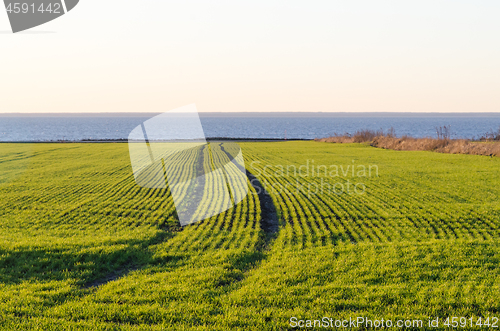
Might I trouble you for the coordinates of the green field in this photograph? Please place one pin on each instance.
(83, 247)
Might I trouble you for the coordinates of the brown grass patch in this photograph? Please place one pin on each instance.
(405, 143)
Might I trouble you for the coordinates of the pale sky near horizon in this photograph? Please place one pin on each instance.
(329, 56)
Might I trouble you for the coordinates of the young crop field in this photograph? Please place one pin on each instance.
(360, 231)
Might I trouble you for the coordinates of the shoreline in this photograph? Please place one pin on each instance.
(100, 141)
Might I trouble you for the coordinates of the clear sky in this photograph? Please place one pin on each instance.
(329, 56)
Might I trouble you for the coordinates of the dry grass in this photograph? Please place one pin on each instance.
(405, 143)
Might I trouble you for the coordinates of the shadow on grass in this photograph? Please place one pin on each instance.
(90, 266)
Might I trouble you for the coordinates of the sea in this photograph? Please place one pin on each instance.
(85, 127)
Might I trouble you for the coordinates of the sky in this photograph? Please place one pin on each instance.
(256, 56)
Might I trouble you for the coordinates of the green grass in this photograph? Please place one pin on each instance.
(83, 247)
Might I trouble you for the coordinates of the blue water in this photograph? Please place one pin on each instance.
(29, 128)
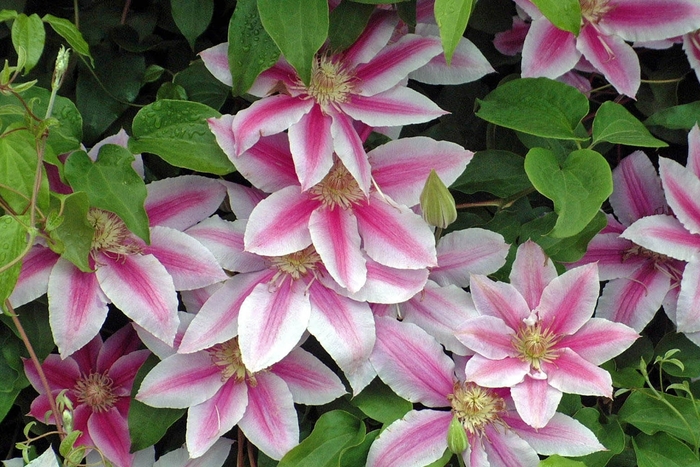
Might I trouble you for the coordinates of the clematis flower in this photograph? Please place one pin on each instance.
(639, 279)
(361, 84)
(98, 379)
(605, 26)
(141, 280)
(221, 392)
(678, 236)
(536, 335)
(413, 364)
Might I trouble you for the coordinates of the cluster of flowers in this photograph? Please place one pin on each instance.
(328, 242)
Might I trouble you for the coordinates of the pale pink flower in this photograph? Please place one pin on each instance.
(606, 25)
(536, 335)
(365, 83)
(639, 280)
(141, 280)
(98, 380)
(414, 365)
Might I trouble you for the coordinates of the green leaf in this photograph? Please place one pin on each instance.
(18, 163)
(13, 240)
(299, 28)
(192, 18)
(651, 416)
(452, 17)
(501, 173)
(679, 117)
(178, 132)
(614, 124)
(564, 14)
(537, 106)
(111, 184)
(71, 34)
(663, 450)
(578, 186)
(148, 425)
(251, 50)
(380, 403)
(346, 23)
(29, 35)
(333, 433)
(72, 238)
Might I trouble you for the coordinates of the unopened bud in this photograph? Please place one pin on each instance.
(457, 441)
(437, 203)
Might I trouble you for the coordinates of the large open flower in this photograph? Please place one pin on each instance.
(98, 380)
(413, 364)
(363, 83)
(536, 335)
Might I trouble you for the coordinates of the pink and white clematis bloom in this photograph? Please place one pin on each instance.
(678, 236)
(365, 83)
(536, 335)
(414, 365)
(639, 279)
(98, 379)
(221, 392)
(606, 25)
(141, 280)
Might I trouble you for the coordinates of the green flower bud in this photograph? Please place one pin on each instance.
(437, 203)
(457, 441)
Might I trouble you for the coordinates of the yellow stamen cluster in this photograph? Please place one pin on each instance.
(338, 188)
(536, 345)
(95, 390)
(476, 407)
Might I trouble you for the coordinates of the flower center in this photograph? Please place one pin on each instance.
(297, 264)
(594, 10)
(227, 356)
(96, 391)
(536, 345)
(338, 188)
(475, 407)
(331, 82)
(111, 234)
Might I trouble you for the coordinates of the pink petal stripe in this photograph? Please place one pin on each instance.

- _Task statement_
Set out all of the data above as a numbered list, dropping any blank lines and leaving the pictures out.

- _Problem solution_
1. Might I trouble you for the coordinates of the green field in this photograph? Please place one pin on each instance.
2. (83, 247)
3. Might I trouble you for the coordinates of the brown grass patch in this photograph? Please place one pin on each instance.
4. (405, 143)
5. Might I trouble you for the coordinates of the pale sky near horizon in this photograph? Please place one pin on each instance.
6. (329, 56)
7. Might I trouble you for the coordinates of the young crop field in this photograph? Please place one pin on each instance.
8. (360, 231)
9. Might I trouble you for the coordinates of the shoreline in this photograph? Please place one pin on each instance.
10. (100, 141)
11. Might I trouble you for the coordinates of the clear sky in this photograph? Please place one pin on each instance.
12. (329, 56)
13. Might I trouble you for the coordinates of the dry grass in this photograph? Please place one pin on each instance.
14. (405, 143)
15. Might I trouble you for the coordinates of the shadow on grass in this photograph? Please place one pin on each instance.
16. (90, 266)
17. Might I trouble you for the coordinates of the sea in this photograph? Please place one pin on each instance.
18. (85, 127)
19. Might I trouble you for the coordinates of the sky in this photograph? Please place one pin on each instance.
20. (256, 56)
21. Might I trouble you for the coordinates of the green grass in this photograph? Please place one pin on each instance.
22. (83, 247)
23. Might I trouble you for the coordinates of the blue water in this photograph? Please place one pin on each instance.
24. (29, 128)
25. Might I trouble you for the coordinates of the clematis flower in this photograph? Please place one pin on each instance.
26. (639, 279)
27. (361, 84)
28. (98, 379)
29. (605, 26)
30. (141, 280)
31. (221, 392)
32. (678, 236)
33. (536, 335)
34. (413, 364)
35. Might I trouble you for the coordinates of the cluster of flowers in this photograph? Please place one pin on each instance.
36. (328, 242)
37. Might I trouble you for the coordinates of the pale pink flower in this photograph? Please place one pin on each instance.
38. (606, 25)
39. (536, 335)
40. (365, 83)
41. (639, 280)
42. (141, 280)
43. (98, 380)
44. (414, 365)
45. Might I trouble you for the coordinates of the green leaf in this photograph? Please place one pin on each instance.
46. (18, 163)
47. (13, 240)
48. (299, 28)
49. (192, 18)
50. (651, 416)
51. (452, 17)
52. (501, 173)
53. (679, 117)
54. (178, 132)
55. (614, 124)
56. (564, 14)
57. (537, 106)
58. (111, 184)
59. (71, 34)
60. (663, 450)
61. (578, 186)
62. (148, 425)
63. (251, 50)
64. (380, 403)
65. (346, 23)
66. (29, 35)
67. (333, 433)
68. (72, 238)
69. Might I trouble you for the coordinates of the unopened bud in this photograph? Please place one pin on each instance.
70. (457, 441)
71. (437, 203)
72. Might I trouble you for the coordinates of the large open flower in this photograph? Please place one pin on each instance.
73. (98, 380)
74. (413, 364)
75. (363, 83)
76. (536, 335)
77. Might I trouble you for the coordinates of the pink and white clematis bloom in this photograph? Please place one pin on each instance.
78. (678, 236)
79. (365, 83)
80. (536, 335)
81. (414, 365)
82. (639, 279)
83. (98, 379)
84. (221, 392)
85. (606, 25)
86. (141, 280)
87. Might I trouble you for the coordinates of the green flower bud in this photograph? Please place one pin on each instance.
88. (437, 203)
89. (457, 441)
90. Might I trouble you for the coordinates of the yellow stamen cluster in this photograph? Please place one pin on each instance.
91. (338, 188)
92. (536, 345)
93. (95, 390)
94. (476, 407)
95. Might I trouble you for the coordinates of the flower center in this photograph? Please place one pin on each instance.
96. (297, 264)
97. (594, 10)
98. (227, 356)
99. (96, 391)
100. (536, 345)
101. (338, 188)
102. (475, 407)
103. (331, 82)
104. (111, 234)
105. Might I trouble you for the coordinates of the pink petal stripe in this photograph? Please place one pin on each instance.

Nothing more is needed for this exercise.